INSTRUCTIONS FOR THE TASK - Turn every line of the records below into a JSON array of strings, one string per line, and leave out any blank lines.

INPUT MATERIAL -
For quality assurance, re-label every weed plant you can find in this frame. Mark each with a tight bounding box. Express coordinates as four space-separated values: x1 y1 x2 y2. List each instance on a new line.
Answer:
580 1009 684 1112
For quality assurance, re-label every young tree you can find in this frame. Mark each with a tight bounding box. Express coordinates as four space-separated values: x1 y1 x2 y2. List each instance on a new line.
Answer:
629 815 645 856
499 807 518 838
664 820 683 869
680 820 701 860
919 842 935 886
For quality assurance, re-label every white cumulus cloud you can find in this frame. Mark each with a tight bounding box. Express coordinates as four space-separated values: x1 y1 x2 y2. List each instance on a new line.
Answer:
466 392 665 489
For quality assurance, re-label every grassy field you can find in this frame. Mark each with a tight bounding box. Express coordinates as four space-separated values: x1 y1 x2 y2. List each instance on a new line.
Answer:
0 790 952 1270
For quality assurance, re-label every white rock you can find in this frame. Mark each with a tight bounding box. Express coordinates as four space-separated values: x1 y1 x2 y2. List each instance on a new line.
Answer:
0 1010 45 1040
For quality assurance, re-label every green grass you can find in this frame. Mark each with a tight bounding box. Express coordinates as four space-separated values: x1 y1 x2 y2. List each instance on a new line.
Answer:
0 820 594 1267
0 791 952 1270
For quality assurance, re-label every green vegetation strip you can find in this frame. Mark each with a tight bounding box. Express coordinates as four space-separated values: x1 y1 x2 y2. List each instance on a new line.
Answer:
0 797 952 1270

ANSWER BELOW -
[
  "For quality assurance, re-label every weed plant you can find in this frame. Mark each with a tight bounding box. Express coordinates as four space-separated values: x1 y1 x2 y2. List each instance on a new line.",
  "Answer:",
  "580 1009 684 1112",
  "For quality assurance, re-label every young tree you can find in this frame. Mark each with a tight bounding box. Express coordinates as four space-separated values: x1 y1 x2 y2. List each instance on a new line.",
  "Answer:",
  "629 815 645 856",
  "499 807 518 838",
  "664 820 683 869",
  "680 820 701 860",
  "919 842 935 886",
  "For quality assurance, re-label every white cumulus cloud you can find in this frame. Mark each with a tight bounding box. Express coordinates as four space-separated values: x1 y1 x2 y2. List each instance on a new line.",
  "Answer:",
  "466 392 665 489",
  "For quality assurance, re-label every grassy field you can find in this frame. Mark each with a tight bounding box. Express coordinates as four space-separated values: x1 y1 x2 y2. List each instance on a new line.",
  "Answer:",
  "0 790 952 1270",
  "For quality assurance, re-label every white rock you can find in this frame. Mark each with a tight bounding box. Express coordinates as four space-separated values: x1 y1 x2 y2. List each instance on a new line.",
  "Answer:",
  "0 1010 45 1040",
  "For quality assurance, re-label every green grass you can find in this frame. Mark each with a tight bounding box. Express coordinates as four space-separated values: x1 y1 x2 y2. List each instance on a new line.",
  "Answer:",
  "0 820 594 1267",
  "0 791 952 1270",
  "For quality assurance, re-label every green vegetation strip you can find in this frame. Mark each with a tight bounding box. Express coordinates as four space-separated values: x1 y1 x2 y2. List each instance on a new line.",
  "Answer:",
  "0 797 952 1270"
]